start Excerpt to read
After the crash, this approach all but vanished: lenders now tend to be specialists and the days of the one-stop funding shop have gone.
It means that the real estate lending picture is now extremely fragmented, with lenders looking to specialise by lending on specific sectors, rather than across the whole market. Borrowers can spend a lot of time barking up the wrong tree if they aren’t aware of each lender’s specialism.
However, the positive flip-side to this is that lenders are now taking a varied approach and will look at situations that the “vanilla financing” of the past would not have encompassed. A good example of this is commercial investment properties with fewer than five years to a tenant’s break option or lease expiry. The sweet spot for lenders was income secured on long leases, with five years often being the minimum term they would consider.
However, the length of commercial leases that are granted across all sectors – perhaps with the exception of leisure assets – is now reducing. So if lenders are going to “get into the game”, in many situations they are going to have to be more receptive to assets secured on short-term leases.
During the past year, a number of lenders have started to lend on both single-tenant short leases as well as multi-let short leases. Loans against shorter leases are normally structured to amortise to a percentage of the vacant possession value of the property. This percentage varies between lenders.
Borrowers should also be aware that in today’s lending environment what constrains finance for investment properties is not normally the loan-to-value covenant. It is the debt service covenant – which can vary enormously – that caps the majority of loans. Debt service covenant ratio is the ratio of cash available for debt servicing to interest and principal payments. It is a popular benchmark used in the measurement of a potential borrower’s ability to produce enough cash to cover its debt payments. The lower this ratio is, the easier it is to obtain a loan. Breaching a debt service covenant can, in some cases, be an act of default.
A recent example of debt service coverage at work concerned a client I was advising on the refinancing of a portfolio of commercial investment properties in London. Lender A offered terms with a maximum loan of £5.5m, while – for the same properties and rental income – lender B offered terms for a £9.8m loan. It’s hard to believe that one loan could be 78% more than the other on the same portfolio, but it shows how policy on debt service covenants influences lending.
This outline summary of several clearing banks and a challenger bank based on my experience of new-to-bank clients illustrates some of the differences in lending policy (see below).Sometimes it is not only between lenders that loan terms can vary. It can also happen between geographical areas covered by the same lender organisation. Lending appetite can change depending on the local office culture, how much business comes through its doors and even how close to the end of their financial year it is – one manager has comfortably hit their target, while another still needs to draw down loans to meet their objective.
end Excerpt to read
(Written problem 1):
In the piece on property lending, copy the passage from "Borrowers should also" to "act of default." word for word.
(Written problem 2):
Sum up the piece on property lending in two sentences.
(Written problem 3):
Write what comes next in the piece on property lending, picking up after its final sentence.
start Extracted records
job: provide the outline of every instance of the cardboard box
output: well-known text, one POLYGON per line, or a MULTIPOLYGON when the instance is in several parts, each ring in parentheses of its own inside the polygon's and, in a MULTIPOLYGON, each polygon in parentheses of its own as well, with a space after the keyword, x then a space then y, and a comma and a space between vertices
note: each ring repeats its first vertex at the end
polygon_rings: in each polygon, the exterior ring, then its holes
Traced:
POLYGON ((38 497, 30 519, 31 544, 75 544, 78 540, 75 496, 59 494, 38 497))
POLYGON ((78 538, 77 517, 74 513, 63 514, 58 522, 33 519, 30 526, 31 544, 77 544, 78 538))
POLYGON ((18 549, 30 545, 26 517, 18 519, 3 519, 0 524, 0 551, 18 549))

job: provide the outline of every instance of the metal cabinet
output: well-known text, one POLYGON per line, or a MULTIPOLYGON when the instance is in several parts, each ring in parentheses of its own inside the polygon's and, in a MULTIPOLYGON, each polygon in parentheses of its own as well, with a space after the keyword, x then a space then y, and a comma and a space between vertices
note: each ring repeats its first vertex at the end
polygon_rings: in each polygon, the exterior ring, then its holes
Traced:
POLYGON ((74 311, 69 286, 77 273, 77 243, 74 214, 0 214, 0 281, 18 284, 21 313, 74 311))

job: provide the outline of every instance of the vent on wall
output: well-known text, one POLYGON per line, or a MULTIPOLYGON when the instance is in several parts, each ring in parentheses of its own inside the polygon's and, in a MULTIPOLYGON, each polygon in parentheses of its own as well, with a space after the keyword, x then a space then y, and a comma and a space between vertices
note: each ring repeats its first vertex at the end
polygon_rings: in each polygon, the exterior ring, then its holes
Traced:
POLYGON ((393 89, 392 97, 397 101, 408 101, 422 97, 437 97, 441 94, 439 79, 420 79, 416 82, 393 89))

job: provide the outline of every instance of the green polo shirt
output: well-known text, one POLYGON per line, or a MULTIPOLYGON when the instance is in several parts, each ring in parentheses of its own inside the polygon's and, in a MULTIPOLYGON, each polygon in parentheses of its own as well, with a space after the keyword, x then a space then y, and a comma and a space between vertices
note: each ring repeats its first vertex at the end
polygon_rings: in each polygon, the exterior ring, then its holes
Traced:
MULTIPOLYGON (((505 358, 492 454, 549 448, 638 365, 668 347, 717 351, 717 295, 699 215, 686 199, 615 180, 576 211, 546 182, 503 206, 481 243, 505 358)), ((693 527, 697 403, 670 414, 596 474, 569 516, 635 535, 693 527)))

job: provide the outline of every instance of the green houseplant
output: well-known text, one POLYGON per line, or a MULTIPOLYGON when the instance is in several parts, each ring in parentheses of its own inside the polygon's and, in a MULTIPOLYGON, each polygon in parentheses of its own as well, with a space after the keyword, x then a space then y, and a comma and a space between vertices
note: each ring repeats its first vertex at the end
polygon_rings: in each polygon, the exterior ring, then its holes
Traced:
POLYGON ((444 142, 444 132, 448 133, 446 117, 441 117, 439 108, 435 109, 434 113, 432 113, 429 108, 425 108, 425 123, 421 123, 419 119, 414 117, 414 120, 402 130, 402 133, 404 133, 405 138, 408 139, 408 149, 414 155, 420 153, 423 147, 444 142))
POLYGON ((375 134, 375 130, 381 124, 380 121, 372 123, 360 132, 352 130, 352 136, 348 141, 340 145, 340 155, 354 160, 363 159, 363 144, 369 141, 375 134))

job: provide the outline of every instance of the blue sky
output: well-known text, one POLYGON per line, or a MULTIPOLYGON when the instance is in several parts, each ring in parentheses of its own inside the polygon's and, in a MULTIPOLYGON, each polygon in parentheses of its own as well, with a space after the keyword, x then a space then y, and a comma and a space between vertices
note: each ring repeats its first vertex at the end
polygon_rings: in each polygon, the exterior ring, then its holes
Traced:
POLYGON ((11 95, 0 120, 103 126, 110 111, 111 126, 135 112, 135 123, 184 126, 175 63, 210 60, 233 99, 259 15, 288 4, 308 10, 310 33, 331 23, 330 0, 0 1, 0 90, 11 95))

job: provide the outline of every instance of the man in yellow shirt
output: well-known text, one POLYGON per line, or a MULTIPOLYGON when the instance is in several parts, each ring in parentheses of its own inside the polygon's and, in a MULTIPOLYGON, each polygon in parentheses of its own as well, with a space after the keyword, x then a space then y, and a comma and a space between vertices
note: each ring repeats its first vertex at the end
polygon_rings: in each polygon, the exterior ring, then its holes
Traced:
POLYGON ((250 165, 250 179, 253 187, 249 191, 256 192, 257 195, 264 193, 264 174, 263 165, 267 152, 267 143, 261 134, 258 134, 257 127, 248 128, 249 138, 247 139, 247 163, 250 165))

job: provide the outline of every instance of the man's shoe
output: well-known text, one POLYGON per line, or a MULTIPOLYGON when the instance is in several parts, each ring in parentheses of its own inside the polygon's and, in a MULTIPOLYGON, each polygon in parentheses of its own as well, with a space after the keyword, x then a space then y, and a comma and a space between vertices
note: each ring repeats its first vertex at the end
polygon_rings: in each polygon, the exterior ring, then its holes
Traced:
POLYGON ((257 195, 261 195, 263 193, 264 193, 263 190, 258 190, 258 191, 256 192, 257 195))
end Extracted records
(Response 1):
Borrowers should also be aware that in today’s lending environment what constrains finance for investment properties is not normally the loan-to-value covenant. It is the debt service covenant – which can vary enormously – that caps the majority of loans. Debt service covenant ratio is the ratio of cash available for debt servicing to interest and principal payments. It is a popular benchmark used in the measurement of a potential borrower’s ability to produce enough cash to cover its debt payments. The lower this ratio is, the easier it is to obtain a loan. Breaching a debt service covenant can, in some cases, be an act of default.

(Response 2):
Since the crash, property lenders have become specialists in particular sectors, so borrowers who don't know each lender's focus can waste time, but lenders will now consider cases such as commercial properties with fewer than five years to a lease expiry or break option. For investment properties, the debt service covenant rather than the loan-to-value covenant usually caps the loan, and terms can differ widely between lenders and even between offices of the same lender.

(Response 3):
The development finance sector is possibly even more fragmented. There are around 50 lenders offering various types of development finance. Each lender has a set lending policy which has a loan capped at a percentage of loan-to-cost and a further cap, which is capped at a percentage of gross development value. The loan-to-cost ratios vary between 50% and 90% and interest rates are linked to the level of equity the developer is putting into the deal, with rates varying from 3.25% to 12%.
Lenders can be very subjective regarding the actual developments themselves, with identical risk lenders sometimes lending or not lending based upon their personal opinions of locations, property type or even the design of what is being built (see table above).
With so many different options and constraints on finance, it can be difficult to find exactly what a borrower requires without specialist advice to make the funding picture clear. This is particularly true for the private investors who are increasingly entering the commercial property sector for the first time and realising that having the right structured finance is key to building successful portfolio holdings.
Differing attitudes to debt service coverage
Tenant Covenant | Margin | Debt service based on £100k rent | Interest only | |
Lloyds | Weak – Strong | 2.6 – 4% | £700k – £900k | No |
Santander | Medium – Strong | 2.5 – 3% | £850k | Yes |
Barclays | Medium+ – Strong | 2.75 – 3.5% | £750k | Yes |
Metro | Weak – Strong | 3 – 4% | £900k | Yes |
Differing Attitudes to Development Finance
Max loan to GDV | Max loan to cost | Interest Rate | |
RBS | 55% | 60-65% | 3.5-4.25% |
Paragon | 65% | 80% | 6-7% |
Octopus | 70% | 80-90% | 10% |
Stuart Buchanan is a director of specialist property lending adviser Acuitus Finance
Time to streamline property lending
The private investor market is a hugely important and substantial part of our business, which includes NatWest and the Royal Bank of Scotland as well as our private banking brands Coutts, Drummonds, Child & Co, and Adam & Company. As a result, we are constantly looking at ways to improve our service to these customers, keeping pace with technological changes and trying to learn from sectors where the customer’s experience has been transformed in recent years.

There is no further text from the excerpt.